#### Work task
All entries are to be copied verbatim, while the pictures stay out.

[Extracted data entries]
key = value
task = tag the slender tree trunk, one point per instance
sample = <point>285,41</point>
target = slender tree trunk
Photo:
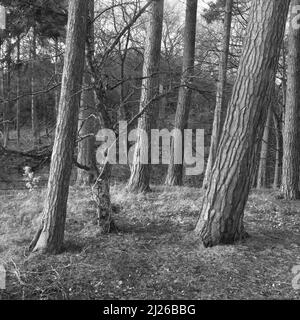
<point>140,172</point>
<point>291,134</point>
<point>262,169</point>
<point>4,113</point>
<point>18,91</point>
<point>222,211</point>
<point>175,171</point>
<point>8,96</point>
<point>34,116</point>
<point>56,72</point>
<point>49,238</point>
<point>86,123</point>
<point>277,154</point>
<point>220,98</point>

#### Written reply
key = value
task = tag the slender tree trunk, one point per instance
sample = <point>285,41</point>
target = slender tree trunk
Photo:
<point>140,172</point>
<point>291,134</point>
<point>262,169</point>
<point>4,113</point>
<point>18,91</point>
<point>222,211</point>
<point>175,171</point>
<point>8,96</point>
<point>34,116</point>
<point>56,72</point>
<point>49,238</point>
<point>86,123</point>
<point>277,154</point>
<point>220,98</point>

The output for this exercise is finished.